Extracted material:
%%

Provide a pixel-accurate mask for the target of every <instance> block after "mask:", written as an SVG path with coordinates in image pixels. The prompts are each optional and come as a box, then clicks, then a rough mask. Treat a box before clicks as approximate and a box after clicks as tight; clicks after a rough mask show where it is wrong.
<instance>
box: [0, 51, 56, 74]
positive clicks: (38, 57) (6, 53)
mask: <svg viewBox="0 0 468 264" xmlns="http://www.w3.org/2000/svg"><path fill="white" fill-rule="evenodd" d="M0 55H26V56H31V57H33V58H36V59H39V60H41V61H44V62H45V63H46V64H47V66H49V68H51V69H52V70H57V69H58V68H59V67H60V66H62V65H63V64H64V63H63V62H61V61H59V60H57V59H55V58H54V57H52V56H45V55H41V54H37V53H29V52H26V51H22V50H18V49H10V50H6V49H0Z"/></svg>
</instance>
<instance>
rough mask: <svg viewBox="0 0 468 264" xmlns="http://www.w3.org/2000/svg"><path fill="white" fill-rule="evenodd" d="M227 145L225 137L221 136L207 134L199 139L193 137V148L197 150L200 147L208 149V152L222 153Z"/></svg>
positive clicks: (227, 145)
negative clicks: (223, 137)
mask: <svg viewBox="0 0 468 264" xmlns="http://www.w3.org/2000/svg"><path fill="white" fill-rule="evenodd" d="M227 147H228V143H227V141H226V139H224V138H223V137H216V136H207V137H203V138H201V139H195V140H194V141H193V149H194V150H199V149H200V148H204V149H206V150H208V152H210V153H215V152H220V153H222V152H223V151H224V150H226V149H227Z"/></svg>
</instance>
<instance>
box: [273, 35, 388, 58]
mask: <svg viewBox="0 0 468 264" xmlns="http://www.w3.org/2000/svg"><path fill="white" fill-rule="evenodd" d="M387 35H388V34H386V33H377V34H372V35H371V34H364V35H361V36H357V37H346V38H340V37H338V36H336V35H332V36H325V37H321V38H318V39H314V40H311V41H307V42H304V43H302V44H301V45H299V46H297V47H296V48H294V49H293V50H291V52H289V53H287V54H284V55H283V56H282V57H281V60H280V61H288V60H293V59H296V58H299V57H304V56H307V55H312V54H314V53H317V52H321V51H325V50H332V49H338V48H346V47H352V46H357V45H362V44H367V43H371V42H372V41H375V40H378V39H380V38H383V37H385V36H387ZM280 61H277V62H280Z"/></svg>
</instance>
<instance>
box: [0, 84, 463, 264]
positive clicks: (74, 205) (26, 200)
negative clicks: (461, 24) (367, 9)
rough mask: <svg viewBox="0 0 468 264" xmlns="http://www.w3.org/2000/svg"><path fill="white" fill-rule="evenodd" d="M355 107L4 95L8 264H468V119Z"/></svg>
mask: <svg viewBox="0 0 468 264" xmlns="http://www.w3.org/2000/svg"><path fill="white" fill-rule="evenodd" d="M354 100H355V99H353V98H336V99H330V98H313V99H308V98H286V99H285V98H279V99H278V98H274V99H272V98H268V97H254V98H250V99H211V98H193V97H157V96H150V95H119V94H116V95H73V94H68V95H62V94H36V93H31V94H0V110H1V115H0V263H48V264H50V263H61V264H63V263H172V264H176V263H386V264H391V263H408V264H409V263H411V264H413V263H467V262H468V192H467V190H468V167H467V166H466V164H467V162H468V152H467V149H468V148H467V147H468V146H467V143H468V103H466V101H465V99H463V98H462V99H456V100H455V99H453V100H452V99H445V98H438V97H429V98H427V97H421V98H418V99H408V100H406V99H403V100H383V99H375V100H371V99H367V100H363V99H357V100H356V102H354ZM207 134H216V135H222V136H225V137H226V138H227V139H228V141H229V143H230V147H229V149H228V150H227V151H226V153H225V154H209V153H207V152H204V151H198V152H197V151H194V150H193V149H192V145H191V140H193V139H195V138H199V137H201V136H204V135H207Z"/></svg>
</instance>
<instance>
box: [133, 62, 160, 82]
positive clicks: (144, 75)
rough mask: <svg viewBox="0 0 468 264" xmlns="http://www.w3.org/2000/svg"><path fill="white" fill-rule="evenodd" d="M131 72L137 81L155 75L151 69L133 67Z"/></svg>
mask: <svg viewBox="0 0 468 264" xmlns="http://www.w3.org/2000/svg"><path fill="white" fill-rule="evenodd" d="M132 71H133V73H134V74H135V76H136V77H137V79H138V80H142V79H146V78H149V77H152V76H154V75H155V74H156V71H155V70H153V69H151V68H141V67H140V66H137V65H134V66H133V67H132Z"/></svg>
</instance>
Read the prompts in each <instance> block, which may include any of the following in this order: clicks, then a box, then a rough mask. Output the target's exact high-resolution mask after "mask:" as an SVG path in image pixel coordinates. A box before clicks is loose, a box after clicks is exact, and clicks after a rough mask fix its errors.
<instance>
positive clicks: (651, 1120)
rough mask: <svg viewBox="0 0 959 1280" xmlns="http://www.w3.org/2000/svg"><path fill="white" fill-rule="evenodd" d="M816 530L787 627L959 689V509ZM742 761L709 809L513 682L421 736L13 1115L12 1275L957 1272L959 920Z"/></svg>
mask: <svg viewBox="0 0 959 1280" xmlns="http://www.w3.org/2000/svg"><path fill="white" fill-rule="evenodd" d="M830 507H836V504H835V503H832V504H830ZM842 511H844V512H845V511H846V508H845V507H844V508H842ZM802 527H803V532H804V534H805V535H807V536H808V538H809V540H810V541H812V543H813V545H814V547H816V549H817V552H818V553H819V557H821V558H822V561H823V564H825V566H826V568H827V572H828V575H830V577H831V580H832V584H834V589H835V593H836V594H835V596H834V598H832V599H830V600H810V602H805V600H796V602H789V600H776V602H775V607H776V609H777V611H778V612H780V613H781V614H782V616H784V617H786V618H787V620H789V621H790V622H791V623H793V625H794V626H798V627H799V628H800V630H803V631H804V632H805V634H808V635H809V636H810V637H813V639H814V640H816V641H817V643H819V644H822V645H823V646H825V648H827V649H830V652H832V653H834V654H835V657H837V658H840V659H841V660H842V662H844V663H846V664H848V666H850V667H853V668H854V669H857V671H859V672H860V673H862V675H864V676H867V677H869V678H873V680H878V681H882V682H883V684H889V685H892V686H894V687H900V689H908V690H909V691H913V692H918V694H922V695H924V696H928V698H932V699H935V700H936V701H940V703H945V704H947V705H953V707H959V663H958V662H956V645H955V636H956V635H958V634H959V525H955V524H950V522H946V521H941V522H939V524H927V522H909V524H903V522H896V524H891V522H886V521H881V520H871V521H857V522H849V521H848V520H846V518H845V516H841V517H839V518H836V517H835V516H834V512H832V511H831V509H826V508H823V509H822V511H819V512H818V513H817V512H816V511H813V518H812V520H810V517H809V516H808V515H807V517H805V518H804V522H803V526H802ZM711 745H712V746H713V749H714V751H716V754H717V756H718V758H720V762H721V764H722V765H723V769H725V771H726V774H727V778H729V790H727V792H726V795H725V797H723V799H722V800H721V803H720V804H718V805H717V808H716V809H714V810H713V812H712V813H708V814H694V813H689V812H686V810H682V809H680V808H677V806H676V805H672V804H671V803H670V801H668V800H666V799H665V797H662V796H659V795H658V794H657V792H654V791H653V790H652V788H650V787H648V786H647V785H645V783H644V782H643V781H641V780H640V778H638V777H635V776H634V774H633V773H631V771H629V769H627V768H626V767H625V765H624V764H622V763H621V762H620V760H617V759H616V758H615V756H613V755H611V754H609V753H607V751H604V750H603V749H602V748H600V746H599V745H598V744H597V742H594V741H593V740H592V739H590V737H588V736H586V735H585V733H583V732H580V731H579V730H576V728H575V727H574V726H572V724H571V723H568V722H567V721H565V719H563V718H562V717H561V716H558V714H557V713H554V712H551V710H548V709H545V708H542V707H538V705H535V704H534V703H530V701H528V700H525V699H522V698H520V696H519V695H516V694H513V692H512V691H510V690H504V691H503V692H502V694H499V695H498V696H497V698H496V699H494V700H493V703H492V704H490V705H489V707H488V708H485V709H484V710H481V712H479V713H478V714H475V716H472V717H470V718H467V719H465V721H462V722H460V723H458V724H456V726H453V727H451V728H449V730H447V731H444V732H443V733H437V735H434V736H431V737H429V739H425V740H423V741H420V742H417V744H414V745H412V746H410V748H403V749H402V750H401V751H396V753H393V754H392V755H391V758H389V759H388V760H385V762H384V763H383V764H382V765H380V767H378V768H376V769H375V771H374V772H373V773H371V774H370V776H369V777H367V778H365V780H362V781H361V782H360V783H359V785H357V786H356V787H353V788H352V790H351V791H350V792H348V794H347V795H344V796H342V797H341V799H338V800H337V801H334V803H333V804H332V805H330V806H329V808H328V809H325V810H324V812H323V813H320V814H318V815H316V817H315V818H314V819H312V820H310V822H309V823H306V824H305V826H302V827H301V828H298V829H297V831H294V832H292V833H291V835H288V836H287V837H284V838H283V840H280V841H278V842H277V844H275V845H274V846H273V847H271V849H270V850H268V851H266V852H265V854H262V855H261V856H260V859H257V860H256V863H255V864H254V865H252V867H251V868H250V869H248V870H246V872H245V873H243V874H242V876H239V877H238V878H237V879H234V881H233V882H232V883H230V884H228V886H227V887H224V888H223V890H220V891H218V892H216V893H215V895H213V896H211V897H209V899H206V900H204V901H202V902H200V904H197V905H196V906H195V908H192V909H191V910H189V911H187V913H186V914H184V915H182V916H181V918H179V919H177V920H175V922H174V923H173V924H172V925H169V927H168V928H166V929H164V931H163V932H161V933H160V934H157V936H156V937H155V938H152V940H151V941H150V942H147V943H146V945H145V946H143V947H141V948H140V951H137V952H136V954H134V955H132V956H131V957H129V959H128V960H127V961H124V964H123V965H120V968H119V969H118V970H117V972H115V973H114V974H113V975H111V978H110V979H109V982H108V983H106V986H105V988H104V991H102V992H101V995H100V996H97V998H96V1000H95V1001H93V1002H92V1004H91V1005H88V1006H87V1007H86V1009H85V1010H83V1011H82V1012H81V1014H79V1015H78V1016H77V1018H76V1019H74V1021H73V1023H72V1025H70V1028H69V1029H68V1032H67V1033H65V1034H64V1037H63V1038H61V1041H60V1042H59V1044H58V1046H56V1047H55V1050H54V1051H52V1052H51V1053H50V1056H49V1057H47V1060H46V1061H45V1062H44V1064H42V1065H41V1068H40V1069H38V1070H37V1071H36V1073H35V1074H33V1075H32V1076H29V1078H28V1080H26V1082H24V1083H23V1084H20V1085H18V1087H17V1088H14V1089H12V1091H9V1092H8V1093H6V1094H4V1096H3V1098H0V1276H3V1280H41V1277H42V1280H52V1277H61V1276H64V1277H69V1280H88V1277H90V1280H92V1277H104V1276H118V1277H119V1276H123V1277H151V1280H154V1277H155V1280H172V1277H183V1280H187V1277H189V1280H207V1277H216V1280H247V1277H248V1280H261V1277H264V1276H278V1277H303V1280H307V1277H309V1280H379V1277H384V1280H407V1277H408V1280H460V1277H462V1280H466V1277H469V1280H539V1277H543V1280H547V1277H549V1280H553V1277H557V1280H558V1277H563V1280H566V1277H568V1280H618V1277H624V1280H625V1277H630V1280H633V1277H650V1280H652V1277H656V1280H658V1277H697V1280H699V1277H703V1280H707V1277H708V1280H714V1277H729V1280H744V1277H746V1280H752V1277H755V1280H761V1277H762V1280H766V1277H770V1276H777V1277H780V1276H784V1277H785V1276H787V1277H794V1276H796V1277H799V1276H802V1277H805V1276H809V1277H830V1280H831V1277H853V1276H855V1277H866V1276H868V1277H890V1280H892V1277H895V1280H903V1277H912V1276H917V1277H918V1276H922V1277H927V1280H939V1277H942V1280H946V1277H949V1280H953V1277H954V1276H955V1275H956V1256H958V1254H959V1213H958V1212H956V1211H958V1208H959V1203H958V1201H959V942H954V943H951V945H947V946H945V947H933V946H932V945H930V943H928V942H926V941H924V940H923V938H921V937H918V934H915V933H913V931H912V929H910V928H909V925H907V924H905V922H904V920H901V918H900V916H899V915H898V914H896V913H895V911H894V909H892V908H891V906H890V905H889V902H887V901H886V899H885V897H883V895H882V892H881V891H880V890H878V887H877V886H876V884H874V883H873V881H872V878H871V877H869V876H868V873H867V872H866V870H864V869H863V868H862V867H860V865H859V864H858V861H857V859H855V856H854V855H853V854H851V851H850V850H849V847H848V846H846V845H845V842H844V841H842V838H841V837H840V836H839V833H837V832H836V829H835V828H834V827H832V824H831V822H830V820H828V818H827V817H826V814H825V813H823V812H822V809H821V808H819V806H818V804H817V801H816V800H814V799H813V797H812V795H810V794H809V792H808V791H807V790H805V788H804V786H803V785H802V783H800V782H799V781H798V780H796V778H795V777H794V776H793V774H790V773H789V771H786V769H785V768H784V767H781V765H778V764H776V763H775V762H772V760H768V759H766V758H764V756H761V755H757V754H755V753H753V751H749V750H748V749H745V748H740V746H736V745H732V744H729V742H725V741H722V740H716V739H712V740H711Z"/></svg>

%%

Assignment: Render everything from the first line of the items down to and including the line that contains "box: [0, 51, 56, 74]" as a Markdown table with the columns Row and Item line. Number each row and leave out any blank lines.

Expected output:
| Row | Item line |
|---|---|
| 1 | Provide a pixel-accurate mask for the target of every <instance> block after "mask:", written as an SVG path with coordinates in image pixels. The prompts are each optional and come as a box, then clicks, then a rough mask. Treat a box before clicks as approximate and a box after clicks as tight; clicks after a rough mask show where it is wrong. |
| 2 | <instance> |
| 3 | box: [0, 51, 56, 74] |